**TASKS FOR THIS EXERCISE:**
A - Change the article on Mr Clegg's pledge by writing it again, starting with "After visits to" and going on through "should vote for.", with "homecoming rally" replaced by "final rally".
B - Using the article on Mr Clegg's pledge, mark each statement yes or no and quote the exact words that decide it. (i) Leaflets were handed out at train stations. (ii) Mr Clegg has made ending the first-past-the-post system a pre-condition for working with another party. (iii) The rally in Sheffield Hallam is set for the morning.
C - Resume the article on Mr Clegg's pledge after its final sentence.

**TEXT SHOWN:**
The Liberal Democrat leader has shied away from suggesting that ending the first-past-the-post system is a pre-condition for working with another party in a hung parliament. But, in a pledge made in newspaper adverts and leaflets today, Mr Clegg says he will use the support he earns on polling day to "deliver fairness".

Senior figures in the party now see it as crucial that the party earn second place in overall votes if it is to secure a "moral mandate" for reforming the system. "If that happens, the system will have been shown to be tested to breaking point and reform would be inevitable," said one.

Leaflets handed out at train stations this morning read: "This is my personal guarantee that I will use all the support you give me on Thursday to deliver fairness in Britain. I will use your votes to reform Parliament, to deliver a fairer voting system, protect your freedoms and give you the right to sack corrupt MPs."

Mr Clegg's pledge also outlines the party's other main demands, including a radical reform of the tax system and the banking sector. "Whatever the outcome on Thursday, I believe we should be prepared to work together to fix the terrible state of our public finances and ensure economic stability," he says.

After visits to Eastbourne and Durham today, Mr Clegg will hold a homecoming rally in his Sheffield Hallam constituency in the evening. Campaigning at the Frontline Church in the Labour-held Liverpool Wavertree constituency, he said: "We had David Cameron measuring up the curtains for No 10 yesterday and Labour politicians today telling people how they should vote – Peter Hain and Ed Balls telling people what they should vote against, not what they should vote for.

**EXTRACTED MATERIAL:**
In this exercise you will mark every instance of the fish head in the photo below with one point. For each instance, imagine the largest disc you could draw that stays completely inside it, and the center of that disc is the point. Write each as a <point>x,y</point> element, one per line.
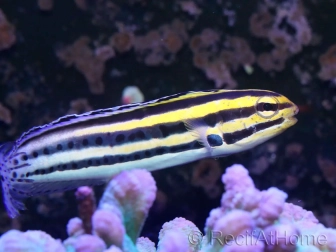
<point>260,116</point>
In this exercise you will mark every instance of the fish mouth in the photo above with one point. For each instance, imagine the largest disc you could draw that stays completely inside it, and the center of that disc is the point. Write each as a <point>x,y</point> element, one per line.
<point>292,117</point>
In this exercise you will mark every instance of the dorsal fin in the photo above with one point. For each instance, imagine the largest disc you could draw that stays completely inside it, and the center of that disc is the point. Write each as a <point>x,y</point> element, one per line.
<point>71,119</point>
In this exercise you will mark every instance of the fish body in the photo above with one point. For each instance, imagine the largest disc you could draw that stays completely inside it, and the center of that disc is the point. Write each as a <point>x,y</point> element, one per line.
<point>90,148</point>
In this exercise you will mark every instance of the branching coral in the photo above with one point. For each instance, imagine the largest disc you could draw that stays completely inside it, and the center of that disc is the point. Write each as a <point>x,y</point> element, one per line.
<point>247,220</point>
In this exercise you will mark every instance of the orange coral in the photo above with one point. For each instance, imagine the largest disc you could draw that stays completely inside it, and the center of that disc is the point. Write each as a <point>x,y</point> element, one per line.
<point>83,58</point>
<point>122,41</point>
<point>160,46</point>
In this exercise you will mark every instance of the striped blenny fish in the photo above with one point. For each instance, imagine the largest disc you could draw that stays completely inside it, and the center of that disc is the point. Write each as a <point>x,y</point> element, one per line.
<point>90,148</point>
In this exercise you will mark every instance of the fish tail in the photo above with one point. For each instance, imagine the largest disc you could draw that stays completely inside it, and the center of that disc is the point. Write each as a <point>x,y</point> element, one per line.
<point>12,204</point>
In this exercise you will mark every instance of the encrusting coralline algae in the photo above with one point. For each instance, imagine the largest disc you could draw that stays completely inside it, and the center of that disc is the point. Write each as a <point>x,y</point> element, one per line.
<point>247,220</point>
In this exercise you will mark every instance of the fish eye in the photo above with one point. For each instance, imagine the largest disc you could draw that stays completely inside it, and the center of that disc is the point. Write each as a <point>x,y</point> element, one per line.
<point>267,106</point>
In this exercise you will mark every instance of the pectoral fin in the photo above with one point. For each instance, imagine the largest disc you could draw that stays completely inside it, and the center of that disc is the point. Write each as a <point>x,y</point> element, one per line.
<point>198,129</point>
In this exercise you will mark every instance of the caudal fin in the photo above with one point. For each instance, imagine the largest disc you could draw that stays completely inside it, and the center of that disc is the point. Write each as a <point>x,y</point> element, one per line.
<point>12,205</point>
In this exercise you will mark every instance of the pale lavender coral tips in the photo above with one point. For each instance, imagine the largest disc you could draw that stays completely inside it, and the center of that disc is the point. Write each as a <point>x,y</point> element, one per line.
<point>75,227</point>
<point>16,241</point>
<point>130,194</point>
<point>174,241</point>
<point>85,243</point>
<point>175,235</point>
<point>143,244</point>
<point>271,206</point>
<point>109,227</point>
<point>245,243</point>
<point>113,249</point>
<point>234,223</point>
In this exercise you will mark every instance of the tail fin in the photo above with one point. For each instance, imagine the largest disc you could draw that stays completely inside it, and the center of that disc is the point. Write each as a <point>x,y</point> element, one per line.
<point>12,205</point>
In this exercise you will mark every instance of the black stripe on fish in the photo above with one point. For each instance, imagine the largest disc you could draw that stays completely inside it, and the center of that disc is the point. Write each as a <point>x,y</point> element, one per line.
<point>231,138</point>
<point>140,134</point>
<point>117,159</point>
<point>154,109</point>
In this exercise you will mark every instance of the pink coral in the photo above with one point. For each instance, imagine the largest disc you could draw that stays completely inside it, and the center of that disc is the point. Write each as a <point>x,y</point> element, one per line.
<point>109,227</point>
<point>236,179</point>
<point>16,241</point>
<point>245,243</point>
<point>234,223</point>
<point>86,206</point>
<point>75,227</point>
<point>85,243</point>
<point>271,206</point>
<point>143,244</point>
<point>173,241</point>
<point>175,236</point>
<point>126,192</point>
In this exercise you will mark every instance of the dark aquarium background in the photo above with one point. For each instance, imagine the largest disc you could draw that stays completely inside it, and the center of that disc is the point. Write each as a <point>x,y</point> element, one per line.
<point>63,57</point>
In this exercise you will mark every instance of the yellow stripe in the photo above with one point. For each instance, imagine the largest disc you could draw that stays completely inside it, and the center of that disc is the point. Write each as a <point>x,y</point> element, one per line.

**TASK RESPONSES:**
A -
After visits to Eastbourne and Durham today, Mr Clegg will hold a final rally in his Sheffield Hallam constituency in the evening. Campaigning at the Frontline Church in the Labour-held Liverpool Wavertree constituency, he said: "We had David Cameron measuring up the curtains for No 10 yesterday and Labour politicians today telling people how they should vote – Peter Hain and Ed Balls telling people what they should vote against, not what they should vote for.

B -
(i) Yes: "Leaflets handed out at train stations this morning"
(ii) No: "has shied away from suggesting that ending the first-past-the-post system is a pre-condition for working with another party"
(iii) No: "will hold a homecoming rally in his Sheffield Hallam constituency in the evening"

C -
"I want you to vote with your instincts, for the future you want."

The party was also having to fight off last-minute attempts to undermine its policies on defence yesterday. The former chief of defence staff, Lord Guthrie, the ex-MI6 chief, Sir Richard Dearlove, and the former Metropolitan Police counter-terrorism co-ordinator, Peter Clarke, had warned that Liberal Democrat policies on Trident and Afghanistan were "a gamble".

However, Mr Clegg dismissed the men as "a bunch of retired establishment figures" who had made big mistakes in the run-up to the Iraq war. "I am not going to apologise for calling, for example, for an inquiry into the allegations that the security services made us complicit in torture," he told GMTV. "That's a very serious allegation against our best British traditions. I want to promote those traditions."